INSTRUCTIONS TO FOLLOW
Beneath this task are records; print exactly the stretch of them from the line with "One dot per instance of the bathroom" through the line with "One dot per instance of the window frame", both ends included.

RECORDS PROVIDED

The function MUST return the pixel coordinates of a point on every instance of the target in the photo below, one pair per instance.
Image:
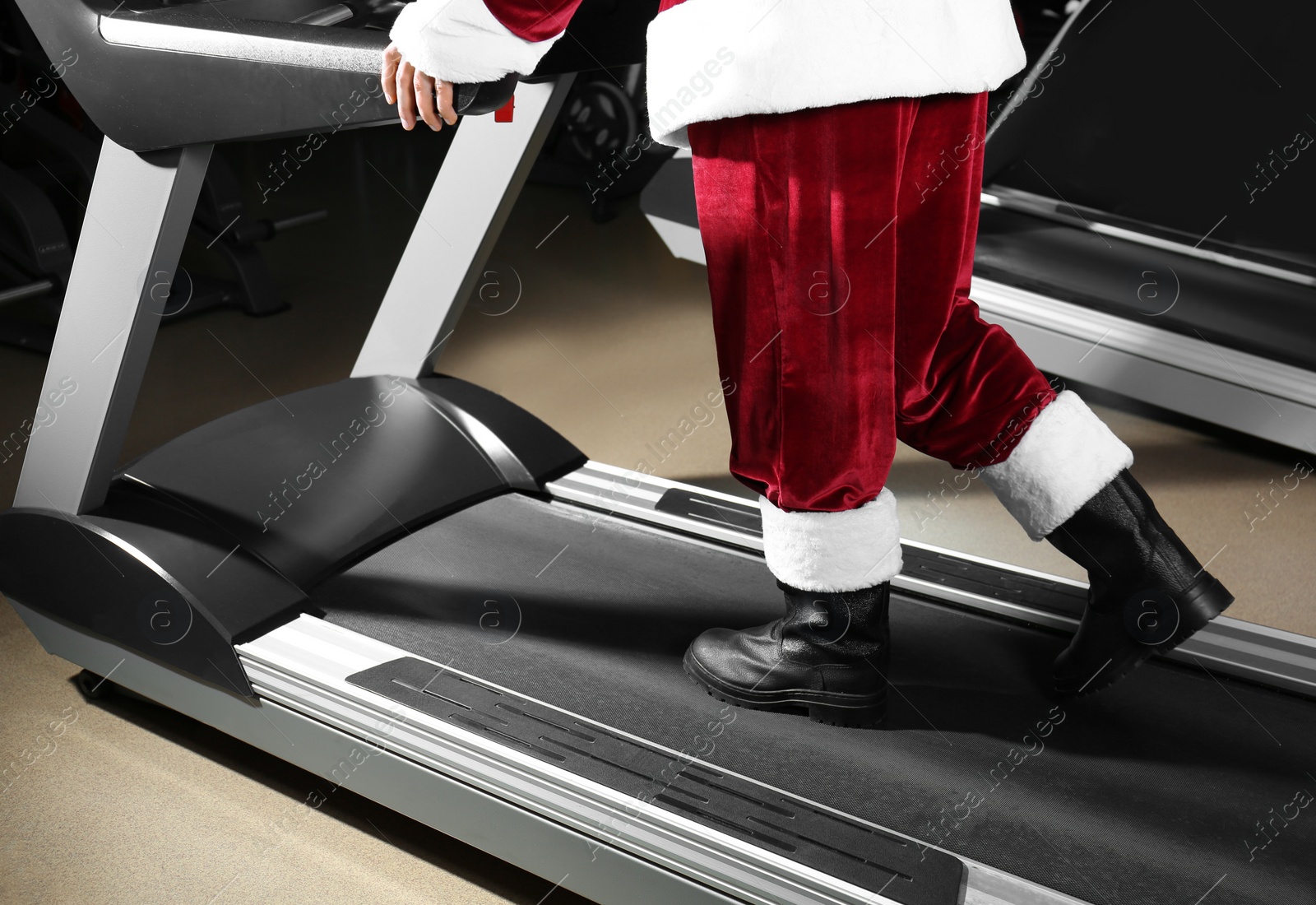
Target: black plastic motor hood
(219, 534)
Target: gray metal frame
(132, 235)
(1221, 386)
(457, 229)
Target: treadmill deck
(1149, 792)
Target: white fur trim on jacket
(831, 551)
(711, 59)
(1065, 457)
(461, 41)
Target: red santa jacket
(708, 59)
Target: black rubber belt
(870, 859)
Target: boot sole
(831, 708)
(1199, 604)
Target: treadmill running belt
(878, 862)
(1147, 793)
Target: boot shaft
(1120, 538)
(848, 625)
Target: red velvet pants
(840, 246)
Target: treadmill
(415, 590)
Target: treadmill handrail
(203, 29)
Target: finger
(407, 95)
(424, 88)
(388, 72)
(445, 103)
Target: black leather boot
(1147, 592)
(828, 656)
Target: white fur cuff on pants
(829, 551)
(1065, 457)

--

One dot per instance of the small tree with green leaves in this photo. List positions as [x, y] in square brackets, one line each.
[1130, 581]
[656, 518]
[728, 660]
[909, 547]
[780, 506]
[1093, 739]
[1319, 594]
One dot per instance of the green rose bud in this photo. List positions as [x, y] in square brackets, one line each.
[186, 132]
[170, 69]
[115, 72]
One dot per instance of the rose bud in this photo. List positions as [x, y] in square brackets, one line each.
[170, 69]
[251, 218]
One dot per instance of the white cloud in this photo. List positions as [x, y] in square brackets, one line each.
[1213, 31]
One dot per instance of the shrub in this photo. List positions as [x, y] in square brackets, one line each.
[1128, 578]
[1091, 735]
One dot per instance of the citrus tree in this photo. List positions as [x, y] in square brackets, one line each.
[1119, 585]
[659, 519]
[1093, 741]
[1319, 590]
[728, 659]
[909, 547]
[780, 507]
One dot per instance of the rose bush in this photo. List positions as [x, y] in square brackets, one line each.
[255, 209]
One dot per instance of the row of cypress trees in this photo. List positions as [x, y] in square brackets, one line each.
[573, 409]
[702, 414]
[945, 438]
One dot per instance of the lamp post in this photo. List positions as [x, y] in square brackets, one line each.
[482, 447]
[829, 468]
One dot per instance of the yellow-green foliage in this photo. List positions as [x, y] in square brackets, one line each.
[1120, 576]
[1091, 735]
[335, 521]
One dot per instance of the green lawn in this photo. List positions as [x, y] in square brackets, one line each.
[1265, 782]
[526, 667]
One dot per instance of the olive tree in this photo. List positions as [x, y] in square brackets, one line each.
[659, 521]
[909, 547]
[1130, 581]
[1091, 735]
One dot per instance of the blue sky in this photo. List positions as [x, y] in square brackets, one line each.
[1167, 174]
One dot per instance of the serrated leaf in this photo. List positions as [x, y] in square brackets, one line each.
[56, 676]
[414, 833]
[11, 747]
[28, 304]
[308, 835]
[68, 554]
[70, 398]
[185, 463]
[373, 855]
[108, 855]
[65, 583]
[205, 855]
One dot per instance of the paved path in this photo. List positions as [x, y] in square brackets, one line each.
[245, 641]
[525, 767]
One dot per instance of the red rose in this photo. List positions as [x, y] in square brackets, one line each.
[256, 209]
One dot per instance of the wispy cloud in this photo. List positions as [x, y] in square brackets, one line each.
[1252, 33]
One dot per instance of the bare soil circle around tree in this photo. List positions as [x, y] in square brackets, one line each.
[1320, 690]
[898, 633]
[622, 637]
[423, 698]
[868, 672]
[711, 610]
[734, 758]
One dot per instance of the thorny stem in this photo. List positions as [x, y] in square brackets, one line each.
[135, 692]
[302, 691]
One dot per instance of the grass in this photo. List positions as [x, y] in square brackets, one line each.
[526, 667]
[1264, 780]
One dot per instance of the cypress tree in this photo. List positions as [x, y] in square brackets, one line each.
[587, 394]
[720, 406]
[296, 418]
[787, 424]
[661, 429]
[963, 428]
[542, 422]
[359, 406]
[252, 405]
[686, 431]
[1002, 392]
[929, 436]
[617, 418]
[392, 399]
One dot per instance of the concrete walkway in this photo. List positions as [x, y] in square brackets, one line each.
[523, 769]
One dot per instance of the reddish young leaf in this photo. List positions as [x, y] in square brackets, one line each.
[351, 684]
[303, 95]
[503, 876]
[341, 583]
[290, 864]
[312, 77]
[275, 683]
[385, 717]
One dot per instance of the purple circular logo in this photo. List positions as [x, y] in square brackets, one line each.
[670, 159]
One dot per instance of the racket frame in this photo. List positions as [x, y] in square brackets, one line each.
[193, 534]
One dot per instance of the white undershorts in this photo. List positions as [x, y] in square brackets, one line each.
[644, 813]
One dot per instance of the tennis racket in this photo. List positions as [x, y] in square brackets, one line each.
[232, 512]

* * *

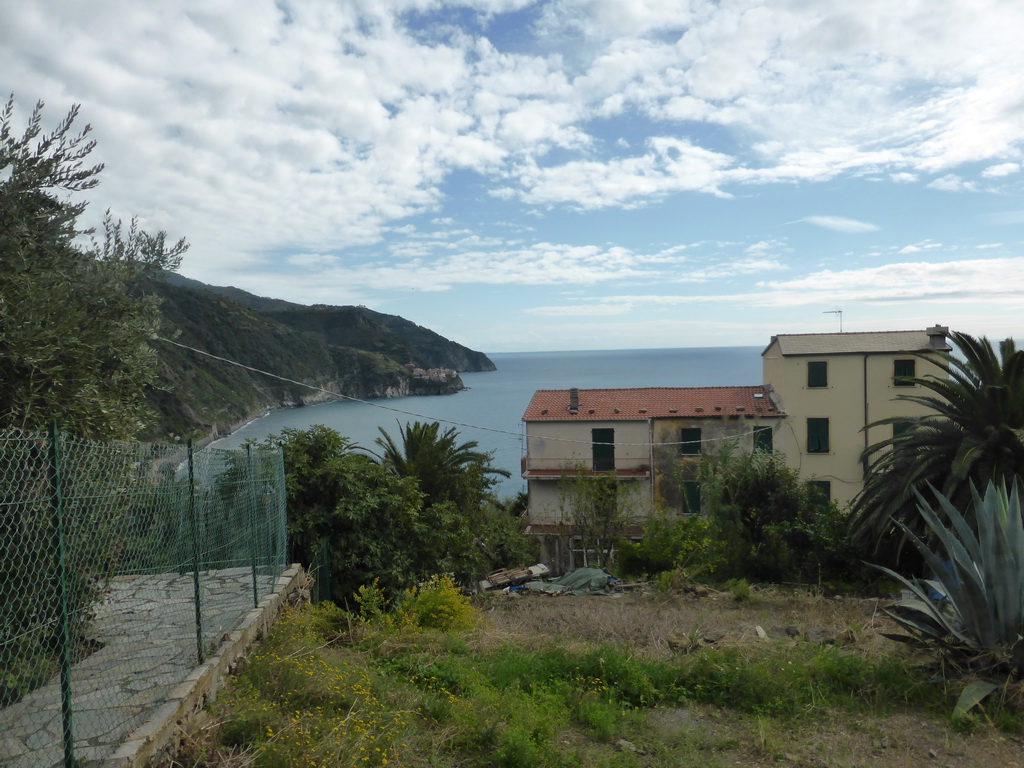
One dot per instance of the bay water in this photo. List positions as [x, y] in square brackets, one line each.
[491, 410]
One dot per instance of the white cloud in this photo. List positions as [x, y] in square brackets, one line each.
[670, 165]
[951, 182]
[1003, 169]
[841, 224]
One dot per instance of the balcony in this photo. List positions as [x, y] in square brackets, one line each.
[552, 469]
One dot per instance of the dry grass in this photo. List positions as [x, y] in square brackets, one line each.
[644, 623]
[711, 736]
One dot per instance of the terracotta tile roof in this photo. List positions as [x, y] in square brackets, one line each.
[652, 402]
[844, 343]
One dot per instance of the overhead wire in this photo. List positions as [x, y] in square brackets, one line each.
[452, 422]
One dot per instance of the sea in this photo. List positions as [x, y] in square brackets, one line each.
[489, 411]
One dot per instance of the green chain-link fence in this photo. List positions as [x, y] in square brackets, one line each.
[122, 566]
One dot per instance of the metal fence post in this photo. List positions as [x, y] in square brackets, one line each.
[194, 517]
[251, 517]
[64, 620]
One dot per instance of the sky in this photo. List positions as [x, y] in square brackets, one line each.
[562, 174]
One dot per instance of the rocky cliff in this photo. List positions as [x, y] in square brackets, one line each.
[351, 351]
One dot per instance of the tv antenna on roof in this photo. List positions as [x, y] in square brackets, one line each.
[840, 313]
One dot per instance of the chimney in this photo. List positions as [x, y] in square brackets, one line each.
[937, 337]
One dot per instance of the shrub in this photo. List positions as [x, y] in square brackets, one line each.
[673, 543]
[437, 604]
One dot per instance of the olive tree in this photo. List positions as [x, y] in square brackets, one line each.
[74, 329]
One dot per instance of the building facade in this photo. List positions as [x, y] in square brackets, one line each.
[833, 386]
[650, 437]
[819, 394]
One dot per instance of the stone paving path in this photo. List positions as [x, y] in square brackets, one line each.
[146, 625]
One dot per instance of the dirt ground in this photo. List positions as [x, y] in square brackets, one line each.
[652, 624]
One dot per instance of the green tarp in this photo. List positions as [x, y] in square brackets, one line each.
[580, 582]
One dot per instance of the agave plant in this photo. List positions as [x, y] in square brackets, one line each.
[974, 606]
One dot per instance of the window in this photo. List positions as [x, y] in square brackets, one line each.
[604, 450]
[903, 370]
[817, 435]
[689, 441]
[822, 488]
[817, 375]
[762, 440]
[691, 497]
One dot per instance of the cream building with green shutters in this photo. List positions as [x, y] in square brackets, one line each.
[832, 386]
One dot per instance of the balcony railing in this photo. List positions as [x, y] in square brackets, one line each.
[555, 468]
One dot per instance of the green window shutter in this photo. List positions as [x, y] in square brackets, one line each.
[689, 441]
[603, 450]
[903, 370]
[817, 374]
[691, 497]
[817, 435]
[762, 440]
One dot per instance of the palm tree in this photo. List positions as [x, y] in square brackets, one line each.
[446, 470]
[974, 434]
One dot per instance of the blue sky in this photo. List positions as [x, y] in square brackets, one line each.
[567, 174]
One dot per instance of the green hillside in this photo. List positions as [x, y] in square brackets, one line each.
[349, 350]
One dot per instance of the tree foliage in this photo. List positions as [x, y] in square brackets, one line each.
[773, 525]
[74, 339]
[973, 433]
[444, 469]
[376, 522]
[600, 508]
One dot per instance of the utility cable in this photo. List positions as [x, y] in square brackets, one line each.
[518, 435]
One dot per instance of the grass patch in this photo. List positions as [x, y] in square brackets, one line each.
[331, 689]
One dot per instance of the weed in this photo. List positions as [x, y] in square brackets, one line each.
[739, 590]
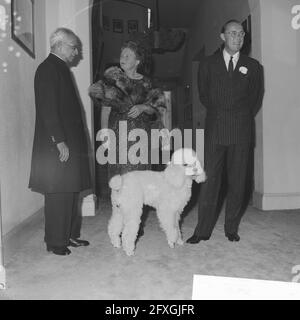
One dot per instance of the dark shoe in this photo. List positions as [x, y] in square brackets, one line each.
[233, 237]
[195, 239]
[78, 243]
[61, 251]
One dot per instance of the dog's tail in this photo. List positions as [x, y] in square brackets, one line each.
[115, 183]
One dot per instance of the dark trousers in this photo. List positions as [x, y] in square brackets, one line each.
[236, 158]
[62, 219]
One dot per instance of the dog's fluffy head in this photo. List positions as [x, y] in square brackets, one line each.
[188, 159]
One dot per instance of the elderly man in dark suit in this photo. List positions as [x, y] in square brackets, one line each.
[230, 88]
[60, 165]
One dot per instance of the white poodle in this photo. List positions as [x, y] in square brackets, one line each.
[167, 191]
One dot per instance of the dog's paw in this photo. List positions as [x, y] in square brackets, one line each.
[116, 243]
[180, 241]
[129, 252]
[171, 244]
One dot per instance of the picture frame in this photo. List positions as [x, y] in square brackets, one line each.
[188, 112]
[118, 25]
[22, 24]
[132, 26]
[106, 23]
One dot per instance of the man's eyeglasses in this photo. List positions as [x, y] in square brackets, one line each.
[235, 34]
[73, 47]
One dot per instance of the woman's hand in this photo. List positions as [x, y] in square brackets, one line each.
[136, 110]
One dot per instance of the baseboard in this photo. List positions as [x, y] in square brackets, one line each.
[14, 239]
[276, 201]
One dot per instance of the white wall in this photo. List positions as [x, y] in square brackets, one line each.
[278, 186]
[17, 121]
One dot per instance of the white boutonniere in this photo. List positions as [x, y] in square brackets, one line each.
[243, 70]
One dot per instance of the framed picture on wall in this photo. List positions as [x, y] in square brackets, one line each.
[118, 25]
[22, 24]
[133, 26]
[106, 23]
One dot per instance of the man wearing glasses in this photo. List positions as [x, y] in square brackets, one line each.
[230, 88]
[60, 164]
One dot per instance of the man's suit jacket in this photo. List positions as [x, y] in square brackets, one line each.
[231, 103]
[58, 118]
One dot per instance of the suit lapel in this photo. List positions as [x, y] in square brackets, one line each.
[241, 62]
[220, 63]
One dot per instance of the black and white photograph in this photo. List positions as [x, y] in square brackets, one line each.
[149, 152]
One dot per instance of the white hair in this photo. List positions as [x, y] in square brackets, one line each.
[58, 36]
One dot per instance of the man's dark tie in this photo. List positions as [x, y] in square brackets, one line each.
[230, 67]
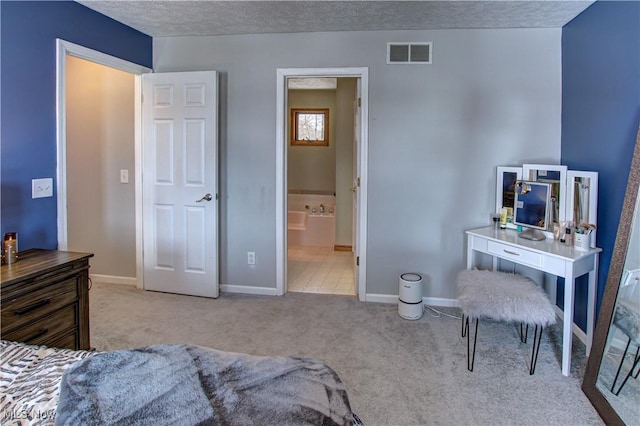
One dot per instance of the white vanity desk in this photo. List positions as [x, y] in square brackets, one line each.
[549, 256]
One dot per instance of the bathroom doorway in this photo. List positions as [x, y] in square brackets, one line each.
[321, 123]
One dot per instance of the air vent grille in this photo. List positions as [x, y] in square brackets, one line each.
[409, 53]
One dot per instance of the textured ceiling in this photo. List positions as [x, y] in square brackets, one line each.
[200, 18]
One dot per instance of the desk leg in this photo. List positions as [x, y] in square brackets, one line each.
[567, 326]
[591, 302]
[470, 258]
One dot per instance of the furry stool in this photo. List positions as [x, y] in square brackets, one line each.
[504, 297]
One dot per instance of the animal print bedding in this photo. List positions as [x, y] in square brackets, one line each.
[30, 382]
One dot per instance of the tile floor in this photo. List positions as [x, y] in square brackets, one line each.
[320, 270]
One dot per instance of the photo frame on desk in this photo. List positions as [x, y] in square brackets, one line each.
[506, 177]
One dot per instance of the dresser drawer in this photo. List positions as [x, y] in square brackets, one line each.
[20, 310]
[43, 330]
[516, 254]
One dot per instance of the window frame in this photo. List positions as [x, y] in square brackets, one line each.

TASK SOLUTION
One dot per instance of the bathroom doorway in this photo. List positions as [x, y] in square brackets, one line each.
[321, 123]
One dot per instance of the air vent grille in this photo. List positions as [x, y] in square brackets, one line each.
[409, 53]
One dot per instance of the textured ceiling in this photo. List positions as [x, y] in square brackets, one line each.
[200, 18]
One dot per instance of the desk leg in this photo. List positions as [x, y] in square brackets, one line each.
[567, 326]
[591, 302]
[470, 258]
One dot per instance of the furry stool in this photo. List positions as [x, y] in square brackets, one line each.
[504, 297]
One dot per instance of the animal print bedding in this photo. List positions as [x, y] in square brackets, one line each.
[30, 382]
One dot per instance of the tile floor in this photo. List positions as [x, y] in square brackets, one line each.
[320, 270]
One dot per instance of the photo frame on desk in this photo. List positions as [x, y] in square brackets, one line each.
[506, 177]
One dot per instance of the dresser drawer in this photo. List positions as [x, y] in square brackets, one line each.
[20, 310]
[43, 330]
[516, 254]
One dot per instance of the window frame in this photo. List positions as [x, y] in square brackets, one line each.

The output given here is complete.